--- Exercise text Enclosed Below ---
Quiz: Linux Performance Tuning¶

7 questions

L0 (2 questions)¶

1. What is the USE method for performance analysis?

Show answer

For every resource (CPU, memory, disk, network), check three things: Utilization (how busy is it?), Saturation (is work queuing?), and Errors (are there error events?). High utilization is not automatically a problem; saturation always is. Tools: mpstat/iostat for utilization, vmstat run queue for saturation, dmesg/ethtool for errors.

2. What do the three load average numbers mean and when is load 'too high'?

Show answer

Load averages (from uptime or /proc/loadavg) show the average number of processes in runnable or uninterruptible sleep state over 1, 5, and 15 minutes. On a 4-core system, load 4.0 means fully utilized. Load > number of cores means processes are queuing. Compare 1-min vs 15-min: 1-min much higher = recent spike; 15-min higher = recovering. High load with low CPU = I/O wait (check with vmstat or iostat). Include uninterruptible I/O in the count — disk-bound processes inflate load.

L1 (2 questions)¶

1. What is the difference between 'free' and 'available' memory in 'free -h' output, and why does low 'free' not mean a problem?

Show answer

Free is truly unused memory. Available is free plus reclaimable page cache. Linux aggressively uses spare RAM for page cache (buffering disk reads), which is automatically reclaimed when applications need it. So 512MB free but 11GB available means the system has 11GB of usable memory. Low 'free' with high 'available' is normal and healthy.

2. How do you use dmesg to diagnose kernel-level issues?
--- End of Enclosed Exercise text ---
--- Data supplied Enclosed Below ---
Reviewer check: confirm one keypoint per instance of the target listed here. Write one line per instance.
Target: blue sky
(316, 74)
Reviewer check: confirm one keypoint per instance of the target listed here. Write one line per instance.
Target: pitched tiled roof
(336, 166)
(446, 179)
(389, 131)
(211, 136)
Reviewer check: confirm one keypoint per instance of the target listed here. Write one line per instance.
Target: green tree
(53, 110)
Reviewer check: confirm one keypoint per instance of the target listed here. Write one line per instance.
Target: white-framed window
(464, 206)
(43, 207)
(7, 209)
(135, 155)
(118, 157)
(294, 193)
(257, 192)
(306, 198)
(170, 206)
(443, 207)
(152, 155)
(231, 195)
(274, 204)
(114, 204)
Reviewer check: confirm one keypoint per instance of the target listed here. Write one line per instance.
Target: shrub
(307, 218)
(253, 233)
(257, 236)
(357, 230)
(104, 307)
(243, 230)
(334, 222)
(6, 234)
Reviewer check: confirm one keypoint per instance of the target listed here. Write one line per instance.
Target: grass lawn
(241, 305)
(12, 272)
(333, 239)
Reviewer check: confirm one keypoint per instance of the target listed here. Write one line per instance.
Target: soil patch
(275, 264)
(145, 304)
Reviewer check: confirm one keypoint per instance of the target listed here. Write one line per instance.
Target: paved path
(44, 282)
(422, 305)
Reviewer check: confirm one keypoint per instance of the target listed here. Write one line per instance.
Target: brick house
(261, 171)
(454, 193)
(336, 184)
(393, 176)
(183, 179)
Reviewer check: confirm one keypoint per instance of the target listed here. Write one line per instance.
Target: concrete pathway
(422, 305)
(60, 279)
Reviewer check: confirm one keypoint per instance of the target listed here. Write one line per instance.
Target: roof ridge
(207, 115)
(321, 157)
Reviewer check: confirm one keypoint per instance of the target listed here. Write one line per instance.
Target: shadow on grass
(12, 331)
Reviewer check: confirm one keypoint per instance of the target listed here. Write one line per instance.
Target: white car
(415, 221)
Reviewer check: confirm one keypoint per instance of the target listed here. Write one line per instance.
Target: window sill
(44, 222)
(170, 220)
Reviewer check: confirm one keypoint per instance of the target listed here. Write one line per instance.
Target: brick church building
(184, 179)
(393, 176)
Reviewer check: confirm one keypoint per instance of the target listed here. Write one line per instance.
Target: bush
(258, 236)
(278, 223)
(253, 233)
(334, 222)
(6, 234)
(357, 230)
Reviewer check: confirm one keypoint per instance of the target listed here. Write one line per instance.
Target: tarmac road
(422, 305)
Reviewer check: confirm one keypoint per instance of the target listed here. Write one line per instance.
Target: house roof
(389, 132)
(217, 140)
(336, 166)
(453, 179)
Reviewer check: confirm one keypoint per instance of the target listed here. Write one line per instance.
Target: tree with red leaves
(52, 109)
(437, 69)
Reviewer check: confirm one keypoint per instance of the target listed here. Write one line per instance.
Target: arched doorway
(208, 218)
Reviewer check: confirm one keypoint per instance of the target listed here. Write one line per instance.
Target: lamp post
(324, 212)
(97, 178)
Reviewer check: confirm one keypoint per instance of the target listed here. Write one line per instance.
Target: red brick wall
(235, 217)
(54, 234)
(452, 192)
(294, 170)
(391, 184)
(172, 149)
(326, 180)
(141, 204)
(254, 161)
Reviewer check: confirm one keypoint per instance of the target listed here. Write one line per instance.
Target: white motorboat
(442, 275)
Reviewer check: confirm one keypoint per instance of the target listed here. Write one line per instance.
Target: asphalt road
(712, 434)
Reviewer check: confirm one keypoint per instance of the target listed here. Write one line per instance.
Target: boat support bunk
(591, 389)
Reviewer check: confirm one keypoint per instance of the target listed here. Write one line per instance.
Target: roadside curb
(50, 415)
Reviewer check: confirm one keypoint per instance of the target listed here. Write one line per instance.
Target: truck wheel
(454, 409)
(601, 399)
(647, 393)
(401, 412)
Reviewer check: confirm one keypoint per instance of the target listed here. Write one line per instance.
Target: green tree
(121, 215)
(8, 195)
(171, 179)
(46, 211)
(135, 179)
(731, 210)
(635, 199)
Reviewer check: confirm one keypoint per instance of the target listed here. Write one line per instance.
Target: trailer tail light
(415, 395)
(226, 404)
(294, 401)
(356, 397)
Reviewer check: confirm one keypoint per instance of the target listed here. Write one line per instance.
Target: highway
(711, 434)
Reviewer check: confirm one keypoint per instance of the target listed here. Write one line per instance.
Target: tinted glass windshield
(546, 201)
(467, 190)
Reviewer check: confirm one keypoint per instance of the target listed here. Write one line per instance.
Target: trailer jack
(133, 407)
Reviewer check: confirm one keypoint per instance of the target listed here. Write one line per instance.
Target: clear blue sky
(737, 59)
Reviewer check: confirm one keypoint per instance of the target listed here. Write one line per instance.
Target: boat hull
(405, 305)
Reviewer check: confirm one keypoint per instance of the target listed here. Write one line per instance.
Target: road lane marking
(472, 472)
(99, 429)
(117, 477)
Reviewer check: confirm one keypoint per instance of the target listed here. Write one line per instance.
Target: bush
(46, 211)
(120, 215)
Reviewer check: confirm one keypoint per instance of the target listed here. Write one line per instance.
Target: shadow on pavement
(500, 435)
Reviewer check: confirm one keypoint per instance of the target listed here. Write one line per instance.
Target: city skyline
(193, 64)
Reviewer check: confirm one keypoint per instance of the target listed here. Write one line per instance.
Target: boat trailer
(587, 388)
--- End of Enclosed Data supplied ---
Rewrite the passage of the Linux performance tuning quiz between "1. What is the difference" and "normal and healthy.", inclusive, switching "page cache" to "file cache".

= Your response =
1. What is the difference between 'free' and 'available' memory in 'free -h' output, and why does low 'free' not mean a problem?

Show answer

Free is truly unused memory. Available is free plus reclaimable file cache. Linux aggressively uses spare RAM for file cache (buffering disk reads), which is automatically reclaimed when applications need it. So 512MB free but 11GB available means the system has 11GB of usable memory. Low 'free' with high 'available' is normal and healthy.